***** LISTED ENTRIES

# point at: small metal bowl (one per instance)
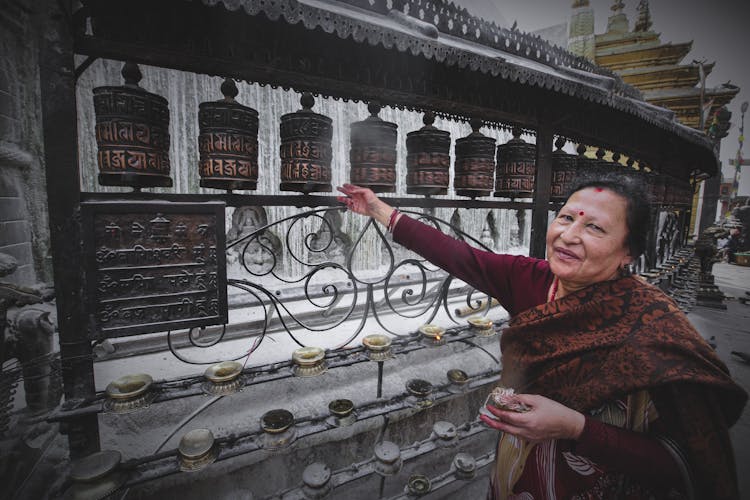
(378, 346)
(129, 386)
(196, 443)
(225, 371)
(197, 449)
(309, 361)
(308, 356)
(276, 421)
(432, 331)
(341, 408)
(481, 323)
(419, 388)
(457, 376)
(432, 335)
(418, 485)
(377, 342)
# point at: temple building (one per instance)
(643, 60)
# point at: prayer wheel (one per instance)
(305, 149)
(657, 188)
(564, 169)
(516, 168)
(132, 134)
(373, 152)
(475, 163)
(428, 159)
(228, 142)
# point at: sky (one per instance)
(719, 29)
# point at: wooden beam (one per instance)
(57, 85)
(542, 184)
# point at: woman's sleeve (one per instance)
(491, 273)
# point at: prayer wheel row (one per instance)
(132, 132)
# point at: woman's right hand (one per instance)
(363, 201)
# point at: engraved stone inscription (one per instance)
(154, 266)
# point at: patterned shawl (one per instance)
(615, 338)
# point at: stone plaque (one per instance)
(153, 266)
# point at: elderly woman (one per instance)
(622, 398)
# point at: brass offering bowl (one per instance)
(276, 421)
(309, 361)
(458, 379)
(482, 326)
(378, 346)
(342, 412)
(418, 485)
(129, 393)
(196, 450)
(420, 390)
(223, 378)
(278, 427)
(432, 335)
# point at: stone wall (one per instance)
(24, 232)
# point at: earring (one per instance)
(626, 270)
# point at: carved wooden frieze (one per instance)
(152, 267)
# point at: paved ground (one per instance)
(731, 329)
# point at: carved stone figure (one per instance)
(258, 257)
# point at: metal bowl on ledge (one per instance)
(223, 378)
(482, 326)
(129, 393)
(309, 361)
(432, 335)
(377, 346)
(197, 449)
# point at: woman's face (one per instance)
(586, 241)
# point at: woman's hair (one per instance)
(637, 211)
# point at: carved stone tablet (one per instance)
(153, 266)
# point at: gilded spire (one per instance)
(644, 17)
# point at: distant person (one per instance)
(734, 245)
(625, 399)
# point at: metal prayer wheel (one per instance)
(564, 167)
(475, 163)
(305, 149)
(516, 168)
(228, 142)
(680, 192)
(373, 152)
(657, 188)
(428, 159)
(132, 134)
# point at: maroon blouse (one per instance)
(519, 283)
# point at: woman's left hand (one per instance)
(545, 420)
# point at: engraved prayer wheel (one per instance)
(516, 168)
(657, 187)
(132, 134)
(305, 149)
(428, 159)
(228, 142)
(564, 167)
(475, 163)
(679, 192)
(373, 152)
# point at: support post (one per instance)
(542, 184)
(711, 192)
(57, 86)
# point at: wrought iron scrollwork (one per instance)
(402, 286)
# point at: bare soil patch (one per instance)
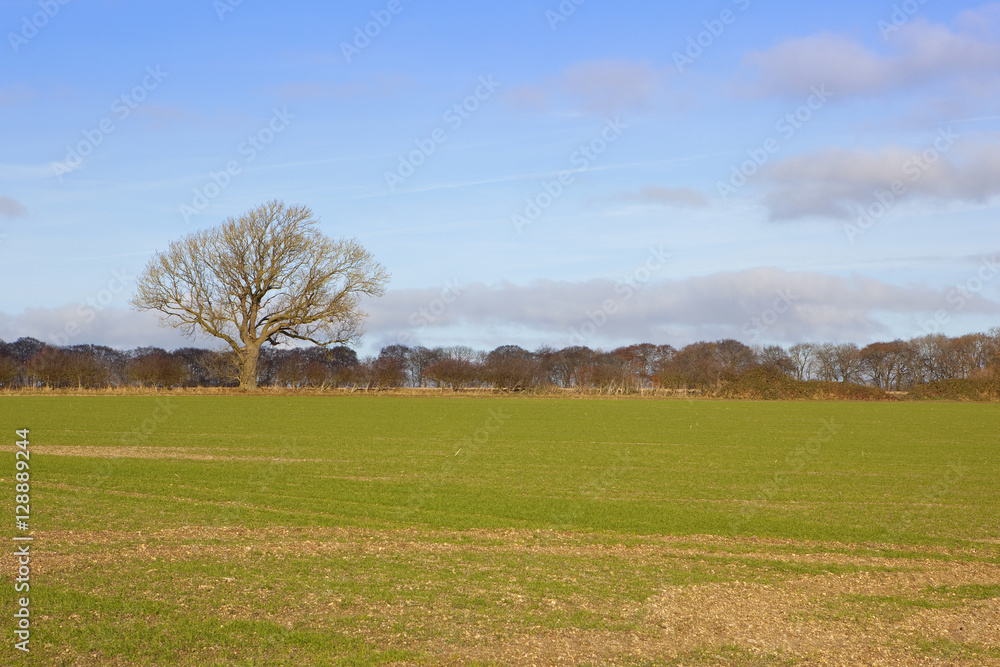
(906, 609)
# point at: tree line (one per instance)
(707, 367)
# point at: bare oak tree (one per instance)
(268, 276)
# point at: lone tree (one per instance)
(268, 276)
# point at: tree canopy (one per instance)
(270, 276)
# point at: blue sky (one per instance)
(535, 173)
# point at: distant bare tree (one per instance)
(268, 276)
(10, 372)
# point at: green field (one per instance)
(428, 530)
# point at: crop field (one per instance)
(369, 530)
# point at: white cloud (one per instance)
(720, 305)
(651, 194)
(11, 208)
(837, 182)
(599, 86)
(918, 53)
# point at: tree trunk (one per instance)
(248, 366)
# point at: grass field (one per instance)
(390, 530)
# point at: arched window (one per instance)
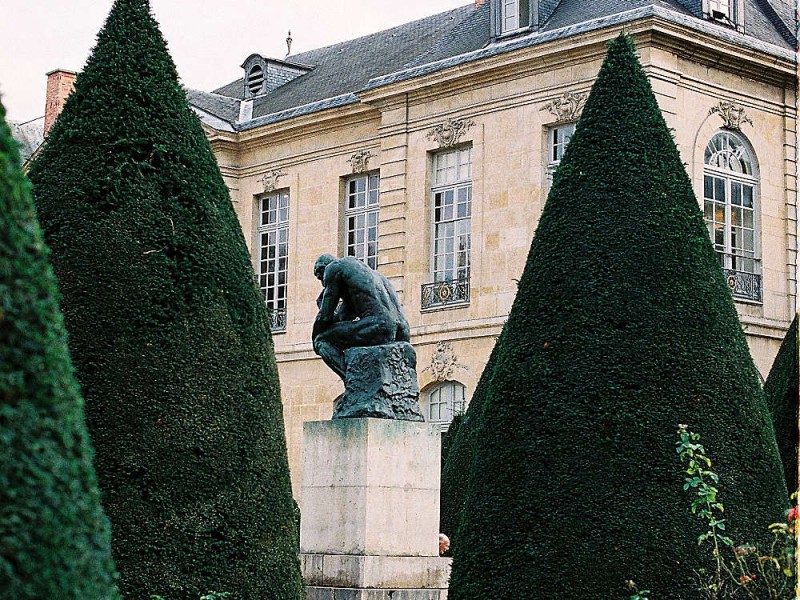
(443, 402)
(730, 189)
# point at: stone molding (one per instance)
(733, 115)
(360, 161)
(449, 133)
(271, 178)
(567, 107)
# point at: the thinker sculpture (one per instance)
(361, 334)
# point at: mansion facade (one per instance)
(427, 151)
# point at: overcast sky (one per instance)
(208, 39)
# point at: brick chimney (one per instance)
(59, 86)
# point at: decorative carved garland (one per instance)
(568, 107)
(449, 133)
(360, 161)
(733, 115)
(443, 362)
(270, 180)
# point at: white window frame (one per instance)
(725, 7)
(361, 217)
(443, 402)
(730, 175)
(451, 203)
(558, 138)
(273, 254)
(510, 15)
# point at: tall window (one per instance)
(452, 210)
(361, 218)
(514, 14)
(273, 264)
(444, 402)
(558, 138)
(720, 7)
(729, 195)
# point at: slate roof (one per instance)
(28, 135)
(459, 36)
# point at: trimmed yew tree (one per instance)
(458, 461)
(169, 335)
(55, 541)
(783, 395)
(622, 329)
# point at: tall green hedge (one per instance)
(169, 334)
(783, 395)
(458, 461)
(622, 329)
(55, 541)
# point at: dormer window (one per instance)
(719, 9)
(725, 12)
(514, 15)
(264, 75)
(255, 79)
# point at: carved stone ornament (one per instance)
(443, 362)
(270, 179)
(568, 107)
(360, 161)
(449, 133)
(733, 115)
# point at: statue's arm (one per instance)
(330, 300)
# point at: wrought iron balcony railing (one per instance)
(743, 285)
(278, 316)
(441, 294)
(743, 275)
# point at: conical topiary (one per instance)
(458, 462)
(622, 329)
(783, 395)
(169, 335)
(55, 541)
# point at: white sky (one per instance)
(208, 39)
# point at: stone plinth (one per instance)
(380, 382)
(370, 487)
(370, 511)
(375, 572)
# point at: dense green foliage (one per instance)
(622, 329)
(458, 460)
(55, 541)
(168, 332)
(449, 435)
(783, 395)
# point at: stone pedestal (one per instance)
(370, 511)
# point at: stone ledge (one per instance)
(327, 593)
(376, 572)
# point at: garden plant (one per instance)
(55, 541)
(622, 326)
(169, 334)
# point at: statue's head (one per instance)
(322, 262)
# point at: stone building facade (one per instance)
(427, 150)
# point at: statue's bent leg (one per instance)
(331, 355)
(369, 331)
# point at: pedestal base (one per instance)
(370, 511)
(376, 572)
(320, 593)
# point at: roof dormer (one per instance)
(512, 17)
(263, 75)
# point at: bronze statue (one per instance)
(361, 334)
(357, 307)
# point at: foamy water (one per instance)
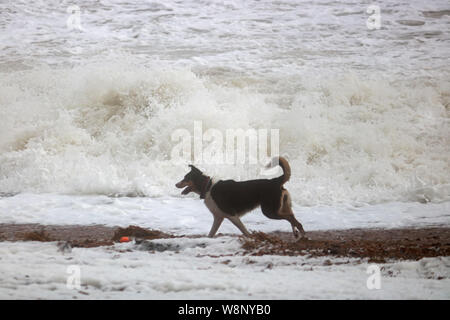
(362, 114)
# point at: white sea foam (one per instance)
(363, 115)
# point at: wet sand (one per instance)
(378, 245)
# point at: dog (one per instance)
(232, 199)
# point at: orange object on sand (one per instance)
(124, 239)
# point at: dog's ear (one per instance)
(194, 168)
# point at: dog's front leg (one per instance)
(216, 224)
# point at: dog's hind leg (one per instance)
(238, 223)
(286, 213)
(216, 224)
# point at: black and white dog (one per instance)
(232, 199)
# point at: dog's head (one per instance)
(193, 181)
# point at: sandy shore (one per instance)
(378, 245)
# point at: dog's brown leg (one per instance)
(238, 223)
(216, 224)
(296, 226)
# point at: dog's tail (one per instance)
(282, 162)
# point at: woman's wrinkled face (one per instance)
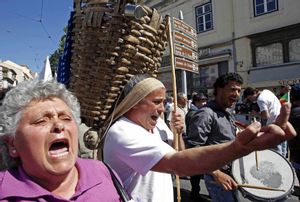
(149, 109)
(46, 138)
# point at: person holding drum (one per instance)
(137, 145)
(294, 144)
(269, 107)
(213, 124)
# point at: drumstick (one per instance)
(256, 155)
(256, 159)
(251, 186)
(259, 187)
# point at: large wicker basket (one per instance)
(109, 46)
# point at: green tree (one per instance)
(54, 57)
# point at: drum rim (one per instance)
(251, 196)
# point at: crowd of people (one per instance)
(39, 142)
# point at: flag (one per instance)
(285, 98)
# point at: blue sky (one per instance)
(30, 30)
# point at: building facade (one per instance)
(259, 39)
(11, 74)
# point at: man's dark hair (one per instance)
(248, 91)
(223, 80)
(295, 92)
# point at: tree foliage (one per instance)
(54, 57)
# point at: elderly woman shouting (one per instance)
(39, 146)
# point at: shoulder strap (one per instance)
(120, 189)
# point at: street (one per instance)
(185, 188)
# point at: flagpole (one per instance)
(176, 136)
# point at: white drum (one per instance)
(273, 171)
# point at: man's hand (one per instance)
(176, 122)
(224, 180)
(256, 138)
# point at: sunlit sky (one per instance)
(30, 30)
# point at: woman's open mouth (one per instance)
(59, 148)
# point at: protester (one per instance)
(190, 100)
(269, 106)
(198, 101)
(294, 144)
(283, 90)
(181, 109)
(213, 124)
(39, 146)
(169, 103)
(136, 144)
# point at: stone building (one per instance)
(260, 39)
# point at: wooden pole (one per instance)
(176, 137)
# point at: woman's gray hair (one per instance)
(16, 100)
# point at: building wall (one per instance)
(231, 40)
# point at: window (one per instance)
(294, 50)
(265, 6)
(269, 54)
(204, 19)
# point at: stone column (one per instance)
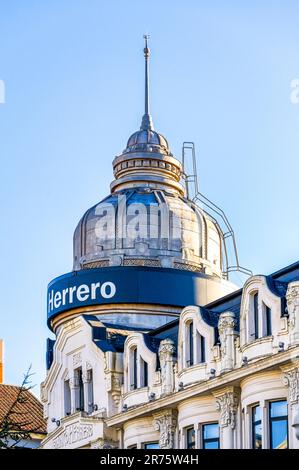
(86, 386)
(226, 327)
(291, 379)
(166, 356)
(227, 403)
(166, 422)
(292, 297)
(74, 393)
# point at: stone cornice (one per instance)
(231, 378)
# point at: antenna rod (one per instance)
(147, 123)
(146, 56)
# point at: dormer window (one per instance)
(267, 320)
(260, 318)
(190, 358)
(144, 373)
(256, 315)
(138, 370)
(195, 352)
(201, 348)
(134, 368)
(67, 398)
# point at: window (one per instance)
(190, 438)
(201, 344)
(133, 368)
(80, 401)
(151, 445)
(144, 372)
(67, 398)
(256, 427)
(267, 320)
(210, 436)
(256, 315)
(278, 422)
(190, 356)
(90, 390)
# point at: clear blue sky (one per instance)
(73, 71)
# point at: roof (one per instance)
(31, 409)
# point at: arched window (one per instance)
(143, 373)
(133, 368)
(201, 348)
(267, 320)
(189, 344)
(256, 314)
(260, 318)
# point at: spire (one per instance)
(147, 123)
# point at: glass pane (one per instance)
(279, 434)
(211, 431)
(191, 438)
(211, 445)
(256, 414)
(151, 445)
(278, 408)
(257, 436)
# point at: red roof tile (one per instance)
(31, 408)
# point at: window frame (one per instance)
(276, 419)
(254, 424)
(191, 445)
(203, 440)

**********

THE EXERCISE: Nothing but the lines from the one holding "# point at: elderly woman shouting" through the last line of the entries should be written out, exactly and inclusively, minus the pictures.

OUTPUT FOR THIS TASK:
# point at: elderly woman shouting (one per instance)
(39, 146)
# point at: shoulder strap (one per instance)
(120, 189)
# point at: street (one per instance)
(185, 188)
# point at: flagpole (one per instance)
(176, 136)
# point at: white drum (one per instance)
(273, 171)
# point at: man's hand (one per instance)
(176, 122)
(224, 180)
(256, 138)
# point at: sunlit sky (one per instance)
(30, 30)
# point at: woman's open mouth (one per instance)
(59, 148)
# point at: protester (one per instance)
(190, 100)
(269, 106)
(198, 101)
(294, 144)
(283, 90)
(181, 109)
(213, 124)
(39, 146)
(169, 103)
(136, 144)
# point at: stone building (one per instance)
(260, 39)
# point at: wooden pole (one per instance)
(176, 137)
# point at: woman's gray hair (one per instance)
(16, 100)
# point at: building wall (one per instance)
(231, 40)
# point at: window (one per instance)
(294, 50)
(265, 6)
(269, 54)
(204, 19)
# point at: stone column (one per instance)
(86, 386)
(226, 327)
(291, 379)
(166, 356)
(227, 403)
(166, 422)
(292, 297)
(74, 393)
# point at: stone cornice (one per instance)
(231, 378)
# point at: antenna rod (one per instance)
(147, 123)
(146, 56)
# point at: dormer window (one per instance)
(267, 320)
(260, 318)
(190, 358)
(144, 373)
(256, 315)
(138, 370)
(195, 352)
(201, 348)
(134, 368)
(67, 398)
# point at: window (one per instance)
(190, 438)
(201, 344)
(133, 368)
(80, 401)
(151, 445)
(144, 372)
(67, 398)
(256, 427)
(267, 320)
(210, 436)
(256, 315)
(278, 422)
(190, 356)
(90, 390)
# point at: clear blue sky (one per instance)
(73, 71)
# point at: roof (one per instance)
(31, 409)
# point at: arched window (one per instance)
(143, 373)
(133, 368)
(201, 348)
(267, 320)
(189, 344)
(256, 314)
(260, 318)
# point at: spire (one per instance)
(147, 123)
# point at: glass pane (one per instance)
(279, 434)
(211, 431)
(191, 438)
(211, 445)
(256, 414)
(151, 445)
(278, 408)
(257, 436)
# point at: red roof tile (one per instance)
(31, 408)
# point at: window frame (one per instance)
(276, 419)
(254, 424)
(191, 445)
(203, 440)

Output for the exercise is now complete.